Brief
An exact copy of all the entries below is what this task needs.

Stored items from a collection

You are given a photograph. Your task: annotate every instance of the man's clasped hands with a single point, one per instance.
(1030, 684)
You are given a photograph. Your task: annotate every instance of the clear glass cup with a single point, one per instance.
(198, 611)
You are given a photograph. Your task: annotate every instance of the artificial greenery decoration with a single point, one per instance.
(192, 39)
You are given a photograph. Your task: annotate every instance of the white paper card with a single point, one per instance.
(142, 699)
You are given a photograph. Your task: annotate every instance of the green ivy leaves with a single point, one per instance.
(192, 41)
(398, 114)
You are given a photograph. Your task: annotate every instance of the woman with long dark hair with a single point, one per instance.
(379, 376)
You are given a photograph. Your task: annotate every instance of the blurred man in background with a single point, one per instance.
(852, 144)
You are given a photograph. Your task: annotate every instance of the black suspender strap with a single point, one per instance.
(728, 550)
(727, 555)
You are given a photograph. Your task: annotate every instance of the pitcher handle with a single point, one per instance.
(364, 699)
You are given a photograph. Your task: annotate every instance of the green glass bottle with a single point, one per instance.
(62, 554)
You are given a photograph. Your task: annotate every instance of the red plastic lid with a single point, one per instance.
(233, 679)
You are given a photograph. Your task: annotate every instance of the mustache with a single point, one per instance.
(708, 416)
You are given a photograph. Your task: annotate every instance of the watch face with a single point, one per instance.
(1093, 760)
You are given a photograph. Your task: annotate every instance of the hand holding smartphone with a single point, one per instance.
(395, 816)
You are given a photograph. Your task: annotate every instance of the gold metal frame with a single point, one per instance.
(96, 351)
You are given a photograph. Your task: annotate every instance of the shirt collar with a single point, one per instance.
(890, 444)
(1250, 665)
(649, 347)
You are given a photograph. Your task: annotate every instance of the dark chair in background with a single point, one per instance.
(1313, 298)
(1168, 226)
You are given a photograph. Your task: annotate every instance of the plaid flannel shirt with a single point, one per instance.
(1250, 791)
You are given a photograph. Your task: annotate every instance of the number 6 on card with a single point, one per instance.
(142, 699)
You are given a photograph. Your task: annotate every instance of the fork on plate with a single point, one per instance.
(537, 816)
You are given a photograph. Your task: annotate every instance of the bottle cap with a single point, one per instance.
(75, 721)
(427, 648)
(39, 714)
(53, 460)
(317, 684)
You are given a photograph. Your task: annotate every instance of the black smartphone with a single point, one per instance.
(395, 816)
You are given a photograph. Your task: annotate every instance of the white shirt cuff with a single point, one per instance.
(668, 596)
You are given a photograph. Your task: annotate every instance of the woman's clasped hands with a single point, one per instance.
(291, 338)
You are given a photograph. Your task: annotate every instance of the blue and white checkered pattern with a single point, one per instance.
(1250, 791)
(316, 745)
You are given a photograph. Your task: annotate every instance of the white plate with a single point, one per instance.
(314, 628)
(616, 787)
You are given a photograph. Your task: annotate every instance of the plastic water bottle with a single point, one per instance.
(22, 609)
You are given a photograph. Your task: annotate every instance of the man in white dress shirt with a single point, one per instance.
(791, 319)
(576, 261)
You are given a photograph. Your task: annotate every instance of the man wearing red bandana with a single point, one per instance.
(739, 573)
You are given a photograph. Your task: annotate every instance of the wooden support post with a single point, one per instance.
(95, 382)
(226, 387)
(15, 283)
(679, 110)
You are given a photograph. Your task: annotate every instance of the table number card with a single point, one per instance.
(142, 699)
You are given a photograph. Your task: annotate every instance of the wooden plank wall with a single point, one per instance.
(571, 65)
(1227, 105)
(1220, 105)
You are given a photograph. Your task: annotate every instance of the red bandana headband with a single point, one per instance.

Output for this exercise
You are given a photograph. Your task: annotate every instance of the man's clasped hands with a single point, one per instance.
(1030, 684)
You are given a photograph. Your task: annotate every instance of the clear glass cup with a single point, one per instance.
(198, 611)
You are given a photograph. Your task: annotate every instance of the artificial greenery decoration with a single point, one per instance.
(192, 39)
You are given a photograph. Your task: annotate every instance of the white paper card with a single point, one per instance.
(142, 699)
You are given a photograph. Your task: annotate every instance of the green ivy leaves with a single point, one per instance.
(192, 41)
(398, 114)
You are given a photograph. Your task: annotate every instance of the woman with long dark hair with a single point, one per instance.
(379, 376)
You are given a photograph. Your task: annotate every instance of the blurred man in background with a single point, one per instance.
(852, 144)
You are given a photograph. Your task: annotate every instance of the black suspender strap with a single point, one per instance.
(728, 550)
(727, 555)
You are given a photograph. Your task: annotate every instance of the pitcher handle with a single point, one per instance.
(364, 699)
You are given a photograph. Your task: annotate every instance of the green glass bottle with a single point, one per instance.
(62, 554)
You are given a photograph. Your task: annotate every instance of the red plastic lid with a single point, one per instance.
(233, 679)
You are given a photograph. Your task: annotate every instance of the mustache with a single point, one per instance.
(708, 416)
You are given a photograph. Your task: annotate every instance of the watch face with a single point, one per instance.
(1093, 760)
You are given a photograph. Your task: annotate every instance of the hand holding smartphone with a single point, one per instance.
(395, 816)
You are given a photograph. Your task: annotate every instance of the gold metal frame with a single point, one per instance.
(96, 351)
You are given a photograph. Your task: annotate every instance of the shirt collar with a single point, one per instance.
(890, 444)
(1250, 665)
(649, 347)
You are given a photograph. Your task: annotate every instance of the dark chair in background with a single point, one per instance.
(1313, 298)
(1168, 226)
You are given a photograph. Your task: annotate every instance of the plaid flannel shirt with a single point, one per instance.
(1250, 791)
You are given a photograph. Your task: annotate every instance of the number 6 on card with a single point, one per instance.
(142, 699)
You are given a photograph. Your task: annotate every instance of the fork on plate with a single point, one per instance.
(537, 816)
You are given a photograph. Your task: annotate every instance of the bottle cap with a single point, one per instance.
(75, 721)
(427, 648)
(39, 714)
(53, 460)
(317, 684)
You are given a photograph. Your task: annotate every instance of the black smartphone with a single point, one per instance.
(395, 816)
You are given a photograph. Your task: annotate every instance of the white shirt cuff with a single point, one per instance.
(668, 596)
You are given a photograph. Your task: annotate every instance of the woman's clasped hands with a single point, one per instance.
(291, 338)
You are given a photograph. Your task: annotate every instance of the blue and white checkered pattern with a single point, one per instance.
(1250, 791)
(316, 745)
You are given a photograph. Your task: annotate every instance of the white plate with a single point, one per instance.
(314, 628)
(616, 787)
You are given a photograph. Your task: annotate every instance of the plastic water bottle with a single point, one per instance.
(22, 609)
You are given a photograph. Your task: annotate every instance of the man in white dress shirt with a single point, one per instance.
(791, 319)
(576, 261)
You are given a photograph. Your task: annotate every instance of the man wearing red bandana with a single point, one per instance.
(739, 573)
You are given a photograph. Your task: annotate every instance of the wooden support post with a single point, one per instance.
(95, 382)
(226, 387)
(15, 283)
(679, 110)
You are given a photograph. Your task: annotate every instance of the table number card with a single point, one per instance.
(142, 699)
You are given a photograph. Your task: annotate every instance of the wooden plank wall with a single point, one per instance.
(571, 65)
(1227, 105)
(1220, 105)
You are given a photograph. Your task: annotate every instance of the red bandana headband with a single point, one per instance.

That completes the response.